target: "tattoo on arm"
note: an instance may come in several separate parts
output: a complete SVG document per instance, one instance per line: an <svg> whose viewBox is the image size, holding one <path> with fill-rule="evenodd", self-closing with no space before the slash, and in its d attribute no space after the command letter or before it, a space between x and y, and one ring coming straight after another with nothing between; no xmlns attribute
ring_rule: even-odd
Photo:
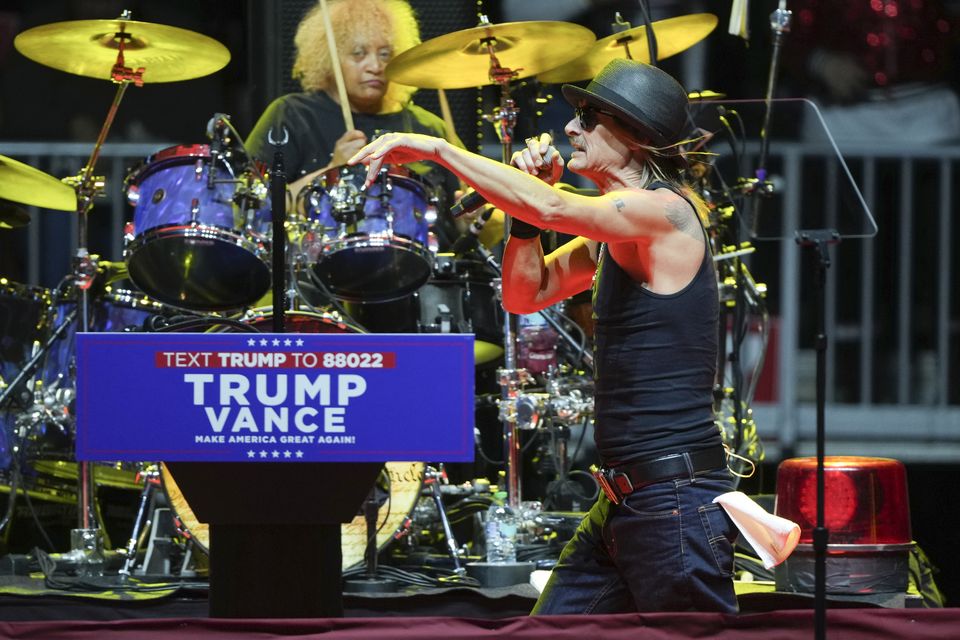
<svg viewBox="0 0 960 640"><path fill-rule="evenodd" d="M678 231L698 240L703 240L700 225L690 214L693 213L686 202L671 202L666 206L667 221Z"/></svg>

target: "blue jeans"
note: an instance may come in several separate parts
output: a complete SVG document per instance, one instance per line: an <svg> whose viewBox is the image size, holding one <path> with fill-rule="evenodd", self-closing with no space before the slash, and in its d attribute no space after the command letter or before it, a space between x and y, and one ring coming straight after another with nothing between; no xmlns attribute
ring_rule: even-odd
<svg viewBox="0 0 960 640"><path fill-rule="evenodd" d="M619 505L600 498L564 547L533 614L736 613L737 530L712 500L727 469L647 485Z"/></svg>

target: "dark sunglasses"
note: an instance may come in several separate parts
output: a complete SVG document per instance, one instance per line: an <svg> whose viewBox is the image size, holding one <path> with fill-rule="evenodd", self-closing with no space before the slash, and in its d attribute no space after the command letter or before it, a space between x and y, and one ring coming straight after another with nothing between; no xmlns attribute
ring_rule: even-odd
<svg viewBox="0 0 960 640"><path fill-rule="evenodd" d="M616 119L617 115L609 111L604 111L602 109L597 109L596 107L577 107L573 115L580 121L580 128L584 131L590 131L595 126L597 126L597 114L602 113L605 116L610 116L611 118Z"/></svg>

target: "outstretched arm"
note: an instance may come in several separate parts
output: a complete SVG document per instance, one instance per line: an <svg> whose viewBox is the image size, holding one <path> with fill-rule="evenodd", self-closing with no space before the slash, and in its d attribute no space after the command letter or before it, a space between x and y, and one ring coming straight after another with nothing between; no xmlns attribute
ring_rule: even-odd
<svg viewBox="0 0 960 640"><path fill-rule="evenodd" d="M599 242L624 242L673 228L665 209L669 198L657 192L625 189L600 197L569 193L516 167L431 136L381 136L353 156L350 164L366 164L367 180L372 181L385 163L417 160L432 160L447 167L497 208L538 227ZM552 174L555 165L550 166Z"/></svg>

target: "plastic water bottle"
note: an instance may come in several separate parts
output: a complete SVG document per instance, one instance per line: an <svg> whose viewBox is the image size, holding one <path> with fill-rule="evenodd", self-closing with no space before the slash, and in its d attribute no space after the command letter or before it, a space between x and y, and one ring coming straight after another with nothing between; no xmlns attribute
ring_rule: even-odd
<svg viewBox="0 0 960 640"><path fill-rule="evenodd" d="M493 564L517 561L517 516L506 499L505 491L494 494L484 522L487 562Z"/></svg>

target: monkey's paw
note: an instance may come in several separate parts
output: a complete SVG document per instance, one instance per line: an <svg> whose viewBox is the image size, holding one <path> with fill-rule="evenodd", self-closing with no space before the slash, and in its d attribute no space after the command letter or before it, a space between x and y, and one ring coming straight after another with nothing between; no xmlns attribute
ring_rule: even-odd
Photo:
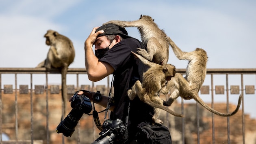
<svg viewBox="0 0 256 144"><path fill-rule="evenodd" d="M155 121L155 123L158 124L162 125L163 123L163 121L160 119L157 119Z"/></svg>
<svg viewBox="0 0 256 144"><path fill-rule="evenodd" d="M134 99L134 96L132 96L132 91L131 89L129 89L127 91L127 94L130 100L132 100Z"/></svg>
<svg viewBox="0 0 256 144"><path fill-rule="evenodd" d="M141 48L137 48L137 53L143 57L147 59L148 61L152 61L152 60L153 60L153 57L151 57L149 55L145 49Z"/></svg>

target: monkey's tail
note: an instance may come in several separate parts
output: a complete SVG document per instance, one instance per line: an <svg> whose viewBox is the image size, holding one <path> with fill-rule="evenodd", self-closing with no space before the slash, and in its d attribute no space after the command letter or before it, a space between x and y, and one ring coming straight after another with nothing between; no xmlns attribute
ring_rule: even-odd
<svg viewBox="0 0 256 144"><path fill-rule="evenodd" d="M174 112L173 111L167 108L167 107L158 104L156 104L152 102L151 100L150 100L150 99L149 98L149 97L148 97L148 95L144 95L143 97L144 97L143 99L144 100L144 102L148 104L149 105L154 108L159 108L161 109L170 113L171 114L174 115L174 116L178 116L178 117L183 117L183 116L182 115L182 114L178 114L176 113L175 112Z"/></svg>
<svg viewBox="0 0 256 144"><path fill-rule="evenodd" d="M61 68L61 97L62 99L62 113L61 120L63 120L66 114L66 108L67 101L67 90L66 84L66 75L67 71L67 67L64 66Z"/></svg>
<svg viewBox="0 0 256 144"><path fill-rule="evenodd" d="M200 104L201 105L202 105L202 106L203 106L204 108L215 114L221 116L230 116L235 114L238 111L238 110L239 110L239 108L240 107L240 105L241 104L241 101L242 101L242 96L243 94L241 93L239 96L239 98L238 99L238 103L237 104L237 106L236 106L236 109L234 110L232 112L228 113L223 113L220 112L210 107L209 106L208 106L208 105L205 104L205 103L204 103L204 102L203 101L203 100L198 96L198 94L197 96L195 97L194 97L193 99L196 101L199 104Z"/></svg>

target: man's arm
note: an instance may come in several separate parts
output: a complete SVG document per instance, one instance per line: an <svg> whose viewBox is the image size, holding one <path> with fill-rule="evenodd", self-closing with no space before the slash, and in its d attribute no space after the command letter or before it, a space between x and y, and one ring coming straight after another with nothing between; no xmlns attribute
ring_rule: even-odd
<svg viewBox="0 0 256 144"><path fill-rule="evenodd" d="M93 50L93 45L97 36L104 32L100 30L95 33L98 28L94 28L85 42L85 68L90 80L97 81L102 80L114 72L114 68L108 63L99 61Z"/></svg>

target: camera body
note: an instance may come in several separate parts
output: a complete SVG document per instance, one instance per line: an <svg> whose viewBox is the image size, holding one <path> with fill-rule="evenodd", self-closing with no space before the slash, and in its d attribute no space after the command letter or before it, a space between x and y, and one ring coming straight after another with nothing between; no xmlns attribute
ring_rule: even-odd
<svg viewBox="0 0 256 144"><path fill-rule="evenodd" d="M128 132L121 119L107 119L103 123L102 128L99 133L101 136L92 144L113 144L116 141L124 143L128 139Z"/></svg>
<svg viewBox="0 0 256 144"><path fill-rule="evenodd" d="M84 113L88 114L92 110L90 99L84 95L74 93L70 104L72 109L56 128L56 132L66 137L71 136L75 127Z"/></svg>

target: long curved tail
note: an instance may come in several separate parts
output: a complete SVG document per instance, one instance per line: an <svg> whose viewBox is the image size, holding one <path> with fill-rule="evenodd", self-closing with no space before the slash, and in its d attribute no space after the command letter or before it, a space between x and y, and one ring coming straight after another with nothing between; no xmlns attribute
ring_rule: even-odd
<svg viewBox="0 0 256 144"><path fill-rule="evenodd" d="M193 98L193 99L196 101L199 104L200 104L201 105L202 105L202 106L203 106L204 108L215 114L222 116L230 116L235 114L238 111L238 110L239 110L239 108L240 107L240 105L241 104L241 102L242 101L242 96L243 94L241 93L239 96L239 98L238 99L238 103L237 104L237 106L236 106L236 109L234 110L232 112L228 113L223 113L220 112L210 107L208 105L204 103L204 102L203 101L203 100L200 97L198 96L198 95L197 97L195 97Z"/></svg>
<svg viewBox="0 0 256 144"><path fill-rule="evenodd" d="M176 113L173 111L169 109L167 107L160 105L158 104L156 104L152 102L151 100L150 100L150 99L149 98L148 96L147 95L144 95L143 99L144 102L154 108L156 108L161 109L174 115L174 116L178 117L183 117L182 114L178 114Z"/></svg>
.....
• _Stated task_
Starting from the beginning of the entries and running through the line containing "231L698 240L703 240L700", inclusive, reproduce those lines with "tattoo on arm" changed to "tattoo on forearm" and all else unaltered, leaving out the pictures.

• _Exercise output_
target: "tattoo on forearm"
note: an instance may come in several separate parts
output: a complete SVG document per instance, one instance per line: an <svg> whose viewBox is the image size, holding one <path> with fill-rule="evenodd", self-closing with no space before the slash, and in its d attribute no space after the command letter or before it, a space between x and y, and one ring coming straight after another with nothing between; no xmlns attribute
ring_rule: even-odd
Photo:
<svg viewBox="0 0 960 640"><path fill-rule="evenodd" d="M678 231L698 240L703 240L700 225L690 214L693 213L686 202L671 202L666 206L667 221Z"/></svg>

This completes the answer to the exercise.